# Text extract:
[ltt-dev] [RFC for CTF] Storing state metadata

Mon Feb 7 15:41:35 EST 2011

* Alexandre Montplaisir (alexandre.montplaisir at polymtl.ca) wrote:
> Hi Mathieu, thanks for you quick feedback!
> 
> It reminded me, I talked to a couple people about this but I forgot to
> specify it in the document : there's in fact two independent problems here:
> 
> #1 - How to express state changes in trace metadata
> #2 - What to put in (or "how to organize") the attribute tree
> 
> So maybe I should add a section that specifically addresses #2

Yep, makes sense.

> 
> 
> 
> On 11-02-07 02:25 PM, Mathieu Desnoyers wrote:
> >>        Definitions
> >> --------------------------
> >>
> >> * Attributes
> >> An attribute is a "single element of state", the basic unit, the atom if you
> >> would. Each bit of information we want to store about the state is represented
> >> with an attribute. The idea so far was to organize them in a tree, similar to
> >> the /proc filesystem.
> >> For example:
> >>
> >> host1/CPUs/0/Current_process
> >> host1/Processes/2500/Exec_name
> >>
> >> could be attributes. They would represent, respectively, the current scheduled
> >> process on CPU 0 and the current executable name of process with PID 2500, both
> >> on host "host1".
> > little point of semantic: CPUs schedule threads, not processes.
> 
> Indeed. We should add a field "Current_thread" with its TGID(?).

With its "PID" as seen from the kernel side (the kernel PID is actually
the thread ID. The TGID is the thread group ID, identifying the process)

> But the current_process is interesting too, because we can map which PID
> does a syscall (for example), since the syscall event's payload gives us
> the CPU but not the PID.

We don't have to update the current process. We just have to keep the
info in a thread-specific branch, specifying what its TGID is. It never
has to be updated and it is valid for the lifetime of the thread.

[Entries from a pointing dataset]
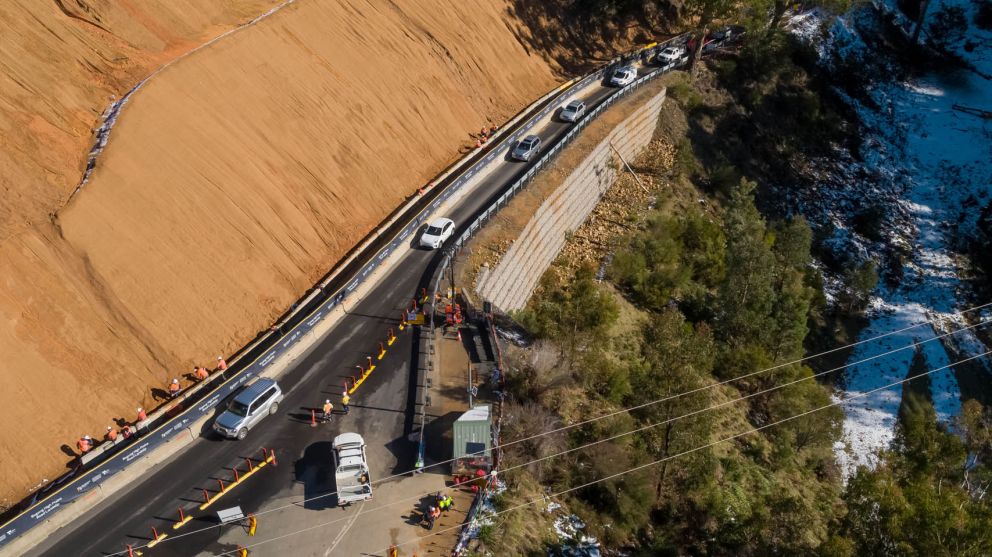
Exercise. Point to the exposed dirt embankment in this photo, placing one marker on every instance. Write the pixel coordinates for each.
(231, 182)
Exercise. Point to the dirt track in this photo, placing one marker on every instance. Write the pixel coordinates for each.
(232, 181)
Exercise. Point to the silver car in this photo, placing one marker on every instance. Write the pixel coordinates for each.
(527, 148)
(623, 76)
(254, 402)
(572, 111)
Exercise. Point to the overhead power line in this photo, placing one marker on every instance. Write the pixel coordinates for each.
(672, 457)
(640, 406)
(656, 424)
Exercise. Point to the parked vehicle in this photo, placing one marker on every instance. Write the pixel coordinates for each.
(351, 469)
(438, 231)
(527, 148)
(671, 54)
(724, 36)
(256, 401)
(623, 76)
(572, 111)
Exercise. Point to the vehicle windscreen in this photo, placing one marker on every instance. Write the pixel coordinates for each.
(238, 408)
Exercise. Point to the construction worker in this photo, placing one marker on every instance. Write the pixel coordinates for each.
(84, 444)
(432, 514)
(445, 503)
(174, 388)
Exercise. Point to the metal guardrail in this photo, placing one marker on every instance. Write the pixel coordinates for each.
(315, 307)
(504, 199)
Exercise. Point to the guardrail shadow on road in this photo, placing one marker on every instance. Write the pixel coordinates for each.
(315, 470)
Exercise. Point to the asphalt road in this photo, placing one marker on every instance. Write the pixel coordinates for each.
(383, 411)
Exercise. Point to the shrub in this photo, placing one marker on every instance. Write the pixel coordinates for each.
(983, 15)
(948, 27)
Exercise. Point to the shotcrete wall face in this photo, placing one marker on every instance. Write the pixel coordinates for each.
(509, 285)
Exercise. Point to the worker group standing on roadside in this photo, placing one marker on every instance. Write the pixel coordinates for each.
(445, 503)
(174, 388)
(433, 513)
(85, 444)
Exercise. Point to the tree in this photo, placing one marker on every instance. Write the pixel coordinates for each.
(700, 14)
(572, 315)
(914, 502)
(678, 357)
(747, 295)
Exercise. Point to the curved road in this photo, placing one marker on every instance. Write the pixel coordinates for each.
(383, 411)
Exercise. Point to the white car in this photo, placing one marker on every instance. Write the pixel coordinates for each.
(623, 76)
(437, 232)
(670, 55)
(351, 469)
(572, 111)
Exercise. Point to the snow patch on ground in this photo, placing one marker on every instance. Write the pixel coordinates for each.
(573, 543)
(936, 162)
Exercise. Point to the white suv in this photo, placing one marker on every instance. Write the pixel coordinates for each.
(623, 76)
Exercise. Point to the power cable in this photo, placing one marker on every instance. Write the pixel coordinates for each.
(671, 457)
(644, 405)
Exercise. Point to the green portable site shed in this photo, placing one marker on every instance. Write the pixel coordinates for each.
(473, 441)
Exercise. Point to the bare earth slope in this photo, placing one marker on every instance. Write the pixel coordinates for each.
(231, 182)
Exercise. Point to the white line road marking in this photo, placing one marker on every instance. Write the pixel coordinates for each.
(344, 530)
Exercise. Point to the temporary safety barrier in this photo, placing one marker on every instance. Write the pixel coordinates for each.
(310, 312)
(505, 198)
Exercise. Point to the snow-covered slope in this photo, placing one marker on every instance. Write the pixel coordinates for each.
(934, 162)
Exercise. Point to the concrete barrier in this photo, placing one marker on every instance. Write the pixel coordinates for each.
(509, 285)
(129, 466)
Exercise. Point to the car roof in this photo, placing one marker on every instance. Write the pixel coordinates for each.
(346, 438)
(251, 392)
(439, 222)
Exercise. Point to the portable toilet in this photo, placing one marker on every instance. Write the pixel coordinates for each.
(472, 436)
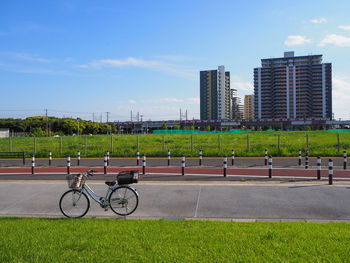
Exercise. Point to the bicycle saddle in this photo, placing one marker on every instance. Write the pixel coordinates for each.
(112, 183)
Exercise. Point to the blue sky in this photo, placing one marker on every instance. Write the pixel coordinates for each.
(79, 57)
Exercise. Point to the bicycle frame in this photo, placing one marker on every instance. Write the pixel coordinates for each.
(98, 198)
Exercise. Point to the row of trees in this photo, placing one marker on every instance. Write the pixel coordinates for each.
(42, 126)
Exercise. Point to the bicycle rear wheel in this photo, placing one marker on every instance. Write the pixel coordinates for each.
(123, 200)
(74, 203)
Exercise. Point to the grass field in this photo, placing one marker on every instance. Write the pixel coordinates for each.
(320, 143)
(111, 240)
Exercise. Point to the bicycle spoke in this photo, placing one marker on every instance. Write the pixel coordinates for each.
(125, 203)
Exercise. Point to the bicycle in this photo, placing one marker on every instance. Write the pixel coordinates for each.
(120, 196)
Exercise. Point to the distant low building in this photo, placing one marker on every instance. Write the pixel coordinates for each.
(4, 133)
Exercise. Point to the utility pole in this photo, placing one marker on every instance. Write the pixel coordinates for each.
(78, 127)
(47, 124)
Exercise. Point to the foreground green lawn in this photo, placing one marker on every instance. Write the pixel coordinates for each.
(113, 240)
(324, 143)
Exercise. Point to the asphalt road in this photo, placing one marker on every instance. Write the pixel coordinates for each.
(180, 200)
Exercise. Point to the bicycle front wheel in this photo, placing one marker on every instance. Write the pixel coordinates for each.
(74, 203)
(123, 200)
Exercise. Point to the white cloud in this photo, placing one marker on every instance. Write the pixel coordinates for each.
(341, 95)
(295, 40)
(156, 65)
(193, 100)
(175, 58)
(336, 40)
(318, 21)
(24, 57)
(344, 27)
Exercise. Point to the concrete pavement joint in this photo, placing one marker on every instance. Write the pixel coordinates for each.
(199, 194)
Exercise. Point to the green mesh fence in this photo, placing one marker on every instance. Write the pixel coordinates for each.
(198, 131)
(339, 130)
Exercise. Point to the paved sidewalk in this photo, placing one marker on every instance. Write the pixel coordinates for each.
(239, 201)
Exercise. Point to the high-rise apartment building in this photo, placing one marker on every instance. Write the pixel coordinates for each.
(215, 99)
(293, 88)
(237, 107)
(249, 107)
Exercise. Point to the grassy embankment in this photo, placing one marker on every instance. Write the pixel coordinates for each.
(111, 240)
(320, 143)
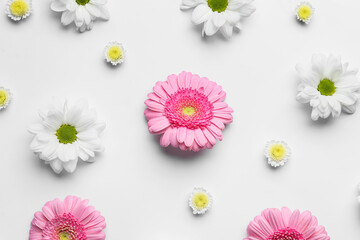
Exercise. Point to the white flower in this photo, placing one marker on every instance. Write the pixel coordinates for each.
(67, 133)
(329, 86)
(18, 9)
(200, 200)
(304, 12)
(216, 15)
(5, 97)
(82, 12)
(277, 153)
(114, 53)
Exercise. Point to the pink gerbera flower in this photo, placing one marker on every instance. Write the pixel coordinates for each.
(68, 220)
(188, 111)
(275, 224)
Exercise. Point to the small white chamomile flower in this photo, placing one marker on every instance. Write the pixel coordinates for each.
(200, 200)
(114, 53)
(277, 153)
(5, 97)
(18, 9)
(304, 12)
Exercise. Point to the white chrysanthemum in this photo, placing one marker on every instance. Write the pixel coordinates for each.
(66, 133)
(304, 12)
(277, 153)
(5, 97)
(200, 200)
(216, 15)
(82, 12)
(114, 53)
(329, 86)
(18, 9)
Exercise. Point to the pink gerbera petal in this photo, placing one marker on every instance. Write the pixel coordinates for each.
(71, 219)
(188, 111)
(275, 224)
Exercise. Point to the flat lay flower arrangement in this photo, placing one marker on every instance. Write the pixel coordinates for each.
(187, 115)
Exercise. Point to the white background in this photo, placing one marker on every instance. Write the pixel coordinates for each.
(142, 189)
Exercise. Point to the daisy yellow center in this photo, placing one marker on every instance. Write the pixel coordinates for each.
(304, 12)
(66, 134)
(188, 110)
(200, 200)
(64, 236)
(326, 87)
(277, 152)
(82, 2)
(19, 8)
(218, 5)
(3, 97)
(115, 53)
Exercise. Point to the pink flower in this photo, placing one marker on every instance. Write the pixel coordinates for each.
(275, 224)
(188, 111)
(68, 220)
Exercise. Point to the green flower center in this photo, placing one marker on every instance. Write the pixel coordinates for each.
(82, 2)
(326, 87)
(66, 134)
(218, 5)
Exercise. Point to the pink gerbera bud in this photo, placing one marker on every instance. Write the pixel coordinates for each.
(188, 111)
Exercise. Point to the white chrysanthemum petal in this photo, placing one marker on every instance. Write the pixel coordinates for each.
(187, 4)
(328, 86)
(5, 98)
(61, 146)
(227, 30)
(56, 165)
(277, 153)
(215, 17)
(58, 6)
(67, 17)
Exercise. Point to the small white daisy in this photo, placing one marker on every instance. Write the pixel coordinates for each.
(5, 97)
(277, 153)
(304, 12)
(200, 200)
(66, 133)
(114, 53)
(82, 12)
(18, 9)
(329, 86)
(216, 15)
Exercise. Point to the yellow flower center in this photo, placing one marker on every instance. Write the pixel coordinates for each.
(277, 152)
(3, 97)
(304, 12)
(200, 200)
(115, 53)
(188, 110)
(19, 8)
(64, 236)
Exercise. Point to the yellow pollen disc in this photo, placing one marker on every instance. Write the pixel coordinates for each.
(64, 236)
(3, 97)
(200, 200)
(19, 8)
(115, 53)
(304, 12)
(188, 110)
(277, 152)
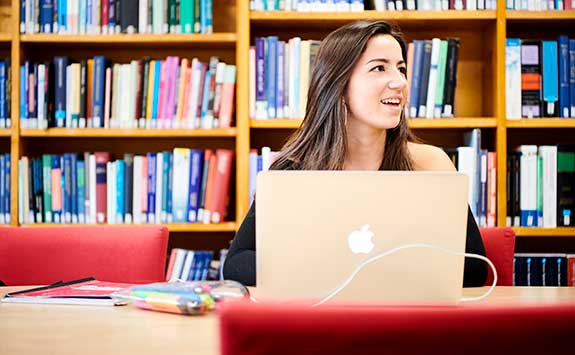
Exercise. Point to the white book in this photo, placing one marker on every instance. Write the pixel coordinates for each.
(28, 217)
(528, 185)
(304, 77)
(432, 83)
(21, 215)
(137, 190)
(187, 267)
(180, 184)
(178, 264)
(92, 182)
(110, 213)
(513, 78)
(194, 93)
(159, 176)
(548, 154)
(42, 121)
(107, 97)
(143, 16)
(467, 164)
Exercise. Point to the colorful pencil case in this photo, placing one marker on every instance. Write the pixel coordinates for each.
(193, 297)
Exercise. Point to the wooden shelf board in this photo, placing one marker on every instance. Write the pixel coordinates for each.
(431, 123)
(540, 15)
(276, 123)
(127, 133)
(172, 227)
(160, 39)
(544, 232)
(541, 123)
(416, 123)
(401, 16)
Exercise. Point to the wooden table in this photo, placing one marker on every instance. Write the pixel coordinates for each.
(62, 329)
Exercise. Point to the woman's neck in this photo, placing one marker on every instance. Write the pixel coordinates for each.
(365, 148)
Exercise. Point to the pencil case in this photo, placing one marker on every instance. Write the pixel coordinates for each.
(190, 297)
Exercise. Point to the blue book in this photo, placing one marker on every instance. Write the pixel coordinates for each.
(206, 96)
(120, 182)
(180, 184)
(74, 187)
(60, 65)
(550, 79)
(280, 79)
(3, 93)
(67, 188)
(7, 184)
(196, 160)
(22, 16)
(261, 102)
(416, 77)
(199, 265)
(271, 71)
(46, 15)
(62, 16)
(151, 187)
(564, 66)
(165, 182)
(98, 94)
(112, 16)
(23, 98)
(81, 190)
(156, 92)
(572, 76)
(56, 199)
(208, 258)
(2, 190)
(170, 184)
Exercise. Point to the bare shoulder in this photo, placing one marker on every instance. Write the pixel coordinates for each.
(429, 157)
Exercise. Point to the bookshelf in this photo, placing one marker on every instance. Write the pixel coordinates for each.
(480, 94)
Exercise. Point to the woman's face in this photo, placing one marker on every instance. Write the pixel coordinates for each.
(377, 89)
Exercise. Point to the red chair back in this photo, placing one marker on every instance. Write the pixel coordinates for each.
(43, 255)
(500, 249)
(471, 330)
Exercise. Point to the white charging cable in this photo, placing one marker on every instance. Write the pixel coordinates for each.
(412, 246)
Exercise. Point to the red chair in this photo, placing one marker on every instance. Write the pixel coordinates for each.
(43, 255)
(449, 330)
(500, 249)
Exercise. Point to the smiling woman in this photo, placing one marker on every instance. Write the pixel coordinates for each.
(355, 121)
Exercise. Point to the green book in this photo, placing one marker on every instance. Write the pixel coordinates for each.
(187, 9)
(440, 79)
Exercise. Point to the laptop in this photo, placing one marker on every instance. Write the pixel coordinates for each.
(315, 228)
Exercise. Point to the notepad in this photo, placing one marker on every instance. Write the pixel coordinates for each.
(87, 291)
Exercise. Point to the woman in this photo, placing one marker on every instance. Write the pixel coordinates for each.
(354, 121)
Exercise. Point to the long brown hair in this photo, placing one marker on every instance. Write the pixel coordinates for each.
(321, 141)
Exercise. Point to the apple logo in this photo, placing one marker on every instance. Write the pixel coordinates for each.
(359, 241)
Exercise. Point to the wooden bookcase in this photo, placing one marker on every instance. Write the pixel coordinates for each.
(480, 94)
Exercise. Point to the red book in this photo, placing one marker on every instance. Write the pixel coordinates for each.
(102, 158)
(222, 177)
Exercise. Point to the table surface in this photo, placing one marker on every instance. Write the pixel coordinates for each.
(72, 329)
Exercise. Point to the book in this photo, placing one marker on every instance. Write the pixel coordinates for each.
(87, 291)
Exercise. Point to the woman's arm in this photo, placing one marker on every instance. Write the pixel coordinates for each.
(240, 264)
(430, 158)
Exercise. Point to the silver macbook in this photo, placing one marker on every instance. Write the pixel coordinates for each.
(314, 229)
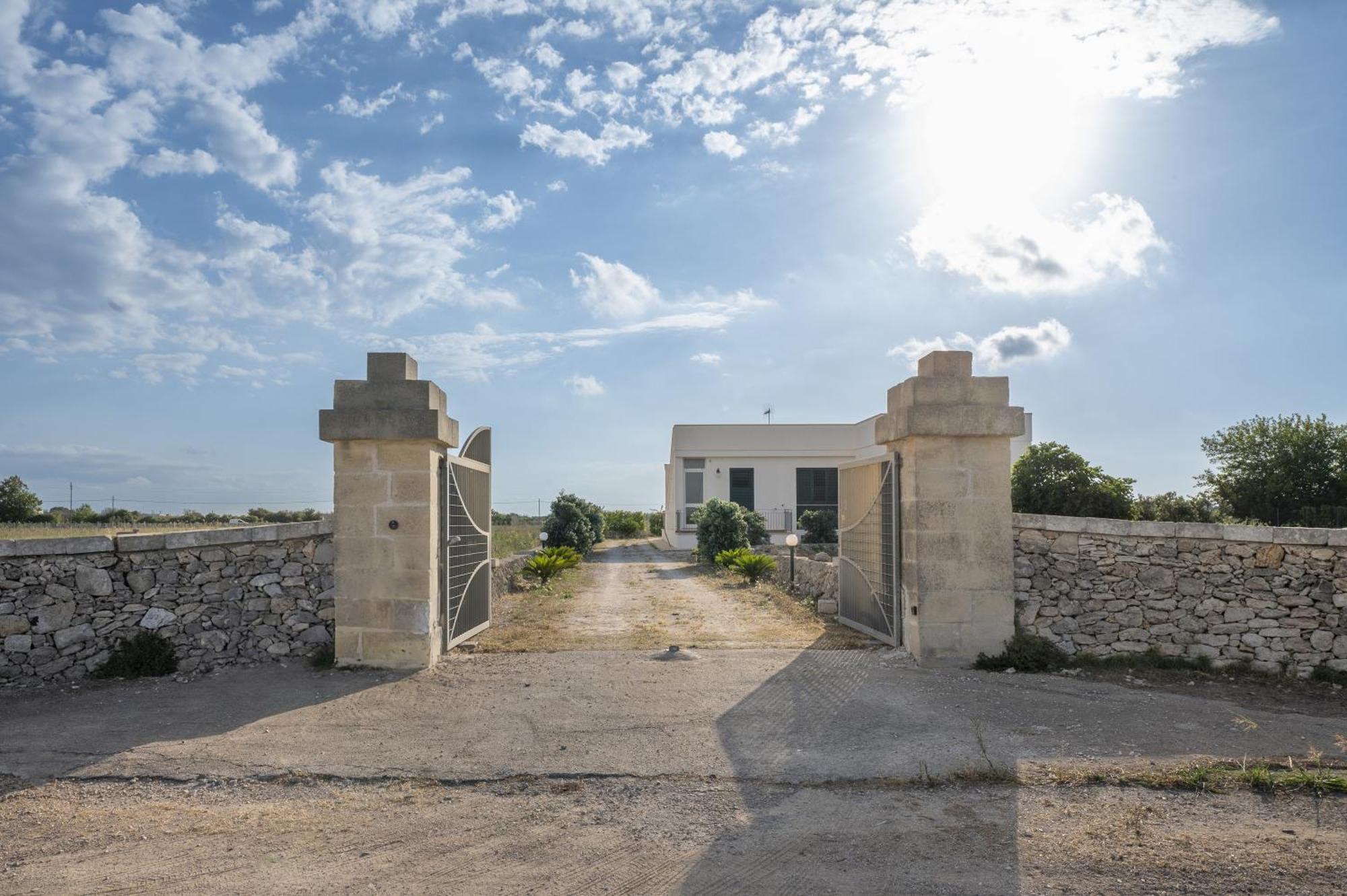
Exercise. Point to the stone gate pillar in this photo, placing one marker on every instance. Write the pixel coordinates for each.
(390, 432)
(953, 434)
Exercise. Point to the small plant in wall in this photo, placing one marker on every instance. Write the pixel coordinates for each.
(754, 567)
(145, 654)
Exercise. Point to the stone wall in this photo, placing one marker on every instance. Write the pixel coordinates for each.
(816, 576)
(1274, 596)
(220, 596)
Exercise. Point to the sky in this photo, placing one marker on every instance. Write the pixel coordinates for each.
(592, 219)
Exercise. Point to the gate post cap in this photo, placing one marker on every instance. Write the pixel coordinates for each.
(390, 366)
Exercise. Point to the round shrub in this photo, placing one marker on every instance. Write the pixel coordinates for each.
(720, 526)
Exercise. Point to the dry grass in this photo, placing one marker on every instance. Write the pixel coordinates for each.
(28, 532)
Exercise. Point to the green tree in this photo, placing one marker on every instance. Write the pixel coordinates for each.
(570, 524)
(18, 502)
(1053, 479)
(1174, 508)
(720, 526)
(1283, 471)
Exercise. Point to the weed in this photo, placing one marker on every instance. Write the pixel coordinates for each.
(145, 654)
(324, 658)
(1026, 653)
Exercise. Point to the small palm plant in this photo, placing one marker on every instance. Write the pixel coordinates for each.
(550, 563)
(727, 559)
(754, 567)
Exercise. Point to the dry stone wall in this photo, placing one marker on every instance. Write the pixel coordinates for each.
(220, 596)
(1276, 598)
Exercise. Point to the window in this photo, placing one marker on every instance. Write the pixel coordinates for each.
(742, 486)
(694, 470)
(816, 489)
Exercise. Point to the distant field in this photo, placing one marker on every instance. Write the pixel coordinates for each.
(24, 532)
(511, 540)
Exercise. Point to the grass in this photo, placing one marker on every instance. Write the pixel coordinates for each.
(28, 532)
(513, 540)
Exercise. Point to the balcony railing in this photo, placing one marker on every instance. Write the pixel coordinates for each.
(777, 520)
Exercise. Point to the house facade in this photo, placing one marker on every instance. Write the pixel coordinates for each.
(781, 470)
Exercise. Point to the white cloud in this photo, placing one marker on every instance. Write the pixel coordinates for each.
(724, 143)
(170, 162)
(585, 386)
(548, 55)
(624, 75)
(612, 289)
(348, 105)
(503, 210)
(1004, 347)
(577, 144)
(1018, 249)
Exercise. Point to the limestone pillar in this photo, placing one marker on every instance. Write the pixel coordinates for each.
(953, 434)
(389, 432)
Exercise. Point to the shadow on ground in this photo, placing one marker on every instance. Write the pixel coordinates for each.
(41, 740)
(851, 836)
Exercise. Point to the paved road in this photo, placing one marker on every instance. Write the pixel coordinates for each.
(758, 715)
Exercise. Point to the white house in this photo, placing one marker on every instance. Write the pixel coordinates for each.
(781, 470)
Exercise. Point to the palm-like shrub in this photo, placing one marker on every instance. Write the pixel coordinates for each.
(754, 567)
(728, 559)
(720, 526)
(550, 563)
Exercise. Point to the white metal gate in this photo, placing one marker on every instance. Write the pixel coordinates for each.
(868, 555)
(465, 525)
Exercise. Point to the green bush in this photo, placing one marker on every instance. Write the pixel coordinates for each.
(572, 524)
(1026, 653)
(1174, 508)
(1053, 479)
(145, 654)
(758, 528)
(821, 526)
(624, 524)
(728, 559)
(720, 526)
(754, 567)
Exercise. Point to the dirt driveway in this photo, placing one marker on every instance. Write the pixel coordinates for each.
(535, 767)
(631, 595)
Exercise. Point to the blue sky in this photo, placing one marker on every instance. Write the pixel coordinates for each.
(595, 218)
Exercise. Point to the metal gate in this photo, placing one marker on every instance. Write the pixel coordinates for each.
(868, 548)
(465, 525)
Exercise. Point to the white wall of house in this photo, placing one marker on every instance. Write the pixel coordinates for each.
(775, 452)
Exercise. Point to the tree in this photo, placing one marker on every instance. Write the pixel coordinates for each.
(570, 524)
(1282, 471)
(720, 526)
(821, 526)
(1053, 479)
(18, 502)
(1174, 508)
(756, 524)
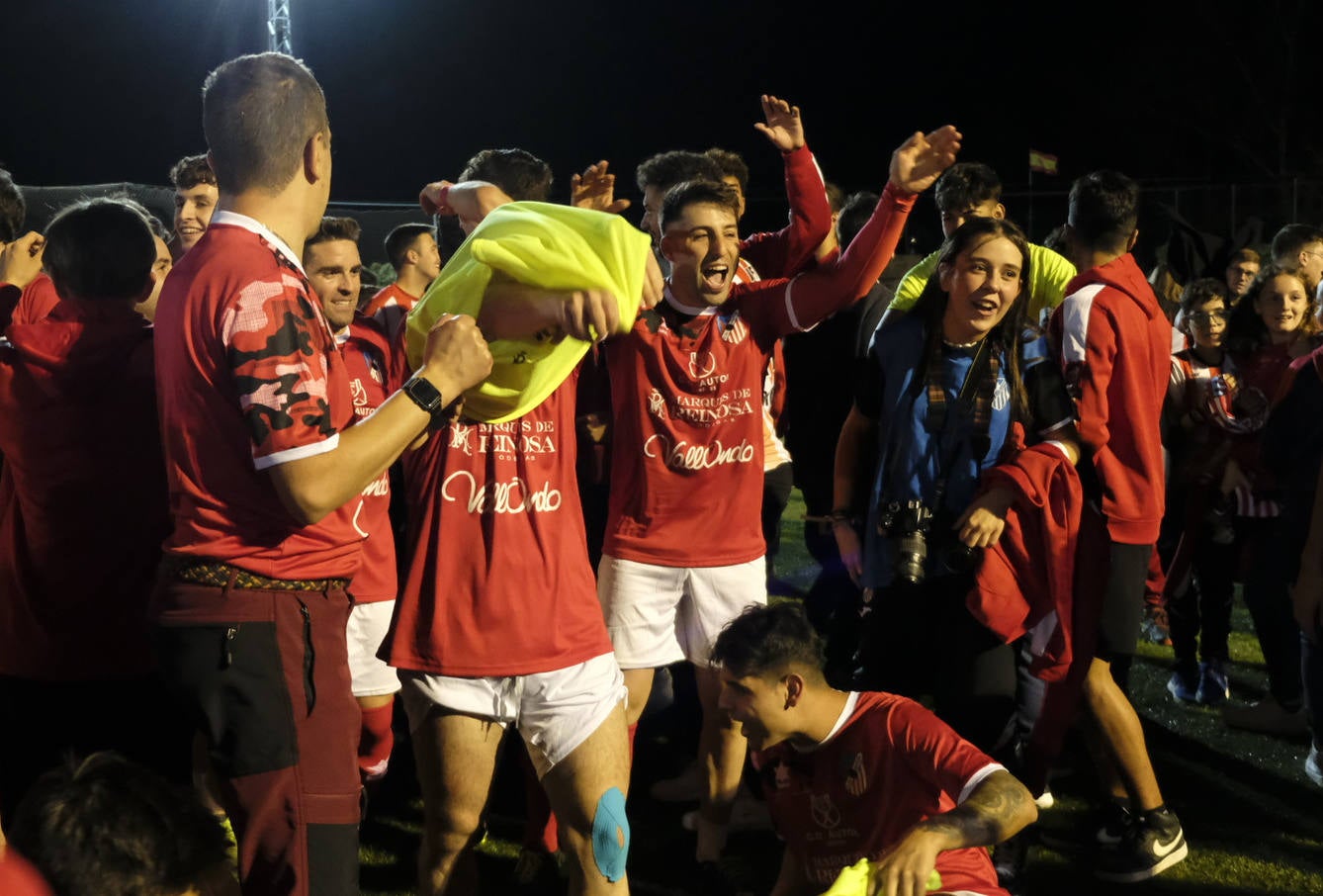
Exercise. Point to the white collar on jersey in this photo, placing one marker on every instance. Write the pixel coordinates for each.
(851, 701)
(237, 220)
(685, 309)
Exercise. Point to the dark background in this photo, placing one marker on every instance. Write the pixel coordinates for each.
(1185, 97)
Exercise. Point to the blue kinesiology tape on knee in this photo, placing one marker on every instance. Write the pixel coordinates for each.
(610, 836)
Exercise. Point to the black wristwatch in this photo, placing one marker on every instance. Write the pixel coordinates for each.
(423, 394)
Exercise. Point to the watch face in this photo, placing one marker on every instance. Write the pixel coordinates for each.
(423, 394)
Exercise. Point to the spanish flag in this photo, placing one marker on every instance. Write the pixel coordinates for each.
(1043, 161)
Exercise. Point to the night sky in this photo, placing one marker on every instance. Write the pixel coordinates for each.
(101, 90)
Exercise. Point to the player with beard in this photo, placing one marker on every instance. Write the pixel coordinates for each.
(684, 547)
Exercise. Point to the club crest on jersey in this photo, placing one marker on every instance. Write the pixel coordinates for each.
(856, 775)
(708, 367)
(359, 392)
(733, 328)
(823, 810)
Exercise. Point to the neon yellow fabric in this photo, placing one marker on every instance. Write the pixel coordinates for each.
(853, 880)
(1048, 277)
(543, 245)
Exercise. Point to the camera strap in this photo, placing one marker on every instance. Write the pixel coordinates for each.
(975, 395)
(973, 402)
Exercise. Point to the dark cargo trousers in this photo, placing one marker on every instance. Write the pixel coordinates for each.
(265, 673)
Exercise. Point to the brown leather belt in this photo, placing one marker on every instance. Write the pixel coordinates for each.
(222, 575)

# Brief 1:
In the mailing-list thread on storing state metadata, what does the TGID identify?
# Brief 2:
Carry on the mailing-list thread about storing state metadata, starting after its final sentence.

# Reply 1:
The TGID is the thread group ID, which identifies the process.

# Reply 2:
> 
> >>     Points of interest
> >> --------------------------
> >>
> >> * Integer vs Strings state values
> >> The design of the State History so far allows for State values to be either
> >> Integers or variable-length Strings. However, in cases where we have a defined
> >> set of possible values known in advance, it might be interesting to use enum-
> >> like integers instead of strings to save up on storage space. (e.g. system call
> >> names, IRQ names, etc.)
> >>
> >> One thing to remember in this case is that the "mapping" between the enums and
> >> the integers will have to be known by both the tracer and the analysis tool, so
> >> this adds a dependency.
> >> (The State History library does not need to know about it though, we can have it
> >> store any value and it will happily return it without knowing what it means.)
> > One possibility would be to keep one extra type of info: enums would be
> > a ( value , reference to enumeration mapping table ) pair, so that the
> > corresponding string could be extracted from the value without having to
> > keep information about the enumeration mapping table externally. We
> > could even decide to have a whole level of "directories" in the state
> > tree mapped to a single enumeration mapping table, which would apply to
> > all children, so we don't have to repeat the enum table reference. Just
> > food for thoughts.
> >
> 
> Yes that's a good idea. Those mappings would be different for each
> application anyway, so it makes sense to make it part of the supplied
> information.
> They shouldn't be stored in the History per se (because it's not
> interval-like information that can change during the trace), but could
> come in another container for "static state information" that's valid
> all the time?

Not sure. We already have some data structures planned to keep these
mappings that are invariant across all the trace. The point is mostly to
be able to link the data (in the state history) to these mappings. I
don't see why it would be inconvenient to keep this information inside
the state history: it's just a state that has a duration of the whole
trace, so it does not use much space.

> 
> >>
> >> * Events vs. State changes
> >> The goal of adding state metadata to trace points is to map state changes to
> >> events. By definition, a state-changing event will define one *or more* state
> >> changes. All the information required to define these state changes has to be
> >> present locally in the scope of the trace point, or in some cases in the state
> >> history itself.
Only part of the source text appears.